• Page excerpt:
┄┄┄┄┄┄┄┄┄┄┄┄┄┄┄┄┄┄┄┄

Turner’s team, Photo Affects, turned scenes of Eastern Kentucky into works of art. Using pictures mostly taken by Turner, the team prints the photos on canvases and sells them to the community.

“We call (the team) ‘Affect,’ with an A, because we think our photos will affect how people see Appalachia,” she said.

The project was named one of 52 Best in Showcase winners in the competition.

In addition to the projects that covered the floor of Heritage Hall, new this year was a makerspace filled with large connecting toys, a robot that students could drive and 3-D printing pens.

Next door in Rupp Arena, students conducted live interviews with attendees that were broadcast on a large screen. On the arena floor there were competitions for Lego robots, slot car racing and sumo robots in which students programmed robots to knock each other out of a black circle.

Back in Heritage Hall, 6th-grader Mary Coleman and her team from Mullins School (Pike County) were practicing their presentation, #preschoollivesmatter, for the judges.

“We saw a problem that too many preschoolers were not ready for kindergarten,” Coleman said, adding that 54 percent of incoming kindergarteners in her district started school unprepared.

So Coleman and her team, led by 1st-grade teacher Jeanne Caudill, decided to tutor preschool students one day a week before school using a STEAM-based curriculum (science, technology, engineering, arts and math). The students used preschool friendly robots shaped like bees to help the preschooler’s learn to count, Coleman said.

┄┄┄┄┄┄┄┄┄┄┄┄┄┄┄┄┄┄┄┄

• Dataset excerpts:
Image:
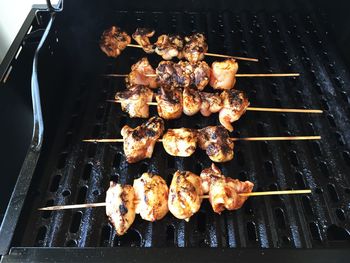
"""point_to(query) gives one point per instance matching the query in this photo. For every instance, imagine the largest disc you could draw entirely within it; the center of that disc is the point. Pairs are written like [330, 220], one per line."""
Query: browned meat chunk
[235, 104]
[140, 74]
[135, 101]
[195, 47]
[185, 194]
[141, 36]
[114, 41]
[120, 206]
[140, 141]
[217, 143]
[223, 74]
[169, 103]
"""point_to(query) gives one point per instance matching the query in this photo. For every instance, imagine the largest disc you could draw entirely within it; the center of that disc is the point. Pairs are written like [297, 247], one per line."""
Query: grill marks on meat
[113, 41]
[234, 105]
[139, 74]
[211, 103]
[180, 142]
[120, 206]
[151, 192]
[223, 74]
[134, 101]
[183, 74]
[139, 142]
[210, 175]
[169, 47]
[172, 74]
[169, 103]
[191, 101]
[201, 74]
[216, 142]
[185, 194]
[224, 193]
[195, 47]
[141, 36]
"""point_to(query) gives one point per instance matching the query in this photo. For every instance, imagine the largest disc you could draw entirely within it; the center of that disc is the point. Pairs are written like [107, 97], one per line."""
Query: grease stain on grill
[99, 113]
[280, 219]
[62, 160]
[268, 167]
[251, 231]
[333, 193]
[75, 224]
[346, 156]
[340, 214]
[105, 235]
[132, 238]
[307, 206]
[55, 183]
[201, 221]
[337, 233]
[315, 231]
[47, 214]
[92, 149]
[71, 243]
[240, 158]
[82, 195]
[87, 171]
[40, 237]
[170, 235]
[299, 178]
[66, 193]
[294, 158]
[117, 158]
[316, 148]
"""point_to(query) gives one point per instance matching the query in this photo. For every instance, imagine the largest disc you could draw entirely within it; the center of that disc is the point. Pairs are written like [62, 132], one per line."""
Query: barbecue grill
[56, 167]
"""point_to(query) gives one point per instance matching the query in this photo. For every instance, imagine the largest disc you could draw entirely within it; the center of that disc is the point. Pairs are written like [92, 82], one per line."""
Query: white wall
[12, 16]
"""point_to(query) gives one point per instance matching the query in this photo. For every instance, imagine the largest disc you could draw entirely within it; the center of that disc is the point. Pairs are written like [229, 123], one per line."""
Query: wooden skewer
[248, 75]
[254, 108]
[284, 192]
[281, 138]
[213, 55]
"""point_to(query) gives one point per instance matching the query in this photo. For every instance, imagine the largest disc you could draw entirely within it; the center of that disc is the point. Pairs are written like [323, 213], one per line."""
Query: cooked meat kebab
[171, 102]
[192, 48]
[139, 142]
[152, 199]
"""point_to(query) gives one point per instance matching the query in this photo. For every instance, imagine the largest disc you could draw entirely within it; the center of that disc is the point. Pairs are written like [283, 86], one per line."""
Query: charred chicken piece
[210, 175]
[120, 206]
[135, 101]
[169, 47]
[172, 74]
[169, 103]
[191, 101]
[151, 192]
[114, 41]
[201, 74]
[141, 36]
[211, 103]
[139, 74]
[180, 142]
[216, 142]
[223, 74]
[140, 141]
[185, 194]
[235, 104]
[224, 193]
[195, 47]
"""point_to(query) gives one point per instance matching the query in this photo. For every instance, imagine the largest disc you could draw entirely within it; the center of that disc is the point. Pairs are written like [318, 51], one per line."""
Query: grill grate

┄┄┄┄┄┄┄┄┄┄┄┄┄┄┄┄┄┄┄┄

• Study questions:
(1) Please translate this sentence from the student showcase passage into Spanish: "The project was named one of 52 Best in Showcase winners in the competition."
(2) Continue the student showcase passage from its last sentence, keeping its news-report style.

• Answers by task:
(1) El proyecto fue nombrado uno de los 52 ganadores de Best in Showcase en la competencia.

(2)
“We thought that if they didn’t learn to count, how could they ever be able to add or subtract, so that’s why we did that,” she said.

The elementary students assessed the preschoolers at the beginning of the year and found that 94 percent could not count to 30. By this spring, only 12 percent could not perform that task.

“So it’s a humongous difference,” Coleman said.

Fifth-grader Jeffrey Anderson said he didn’t mind coming to school early to teach the preschoolers.

“We had fun with it, and so did the kids,” said Anderson, who wants to be a math teacher.

While many projects addressed school or local community needs, students at Western Middle School for the Arts (Jefferson County) chose to address a problem half a world away.

The students learned about refugee camps in Kenya from a translator at their school who grew up in a camp, said teacher Catha Hannah. In the camp, refugees have to find firewood so they cut nearby trees, creating a circle of deforestation.

To stop this, the Western students found a way refugees could cook without fire – a solar oven.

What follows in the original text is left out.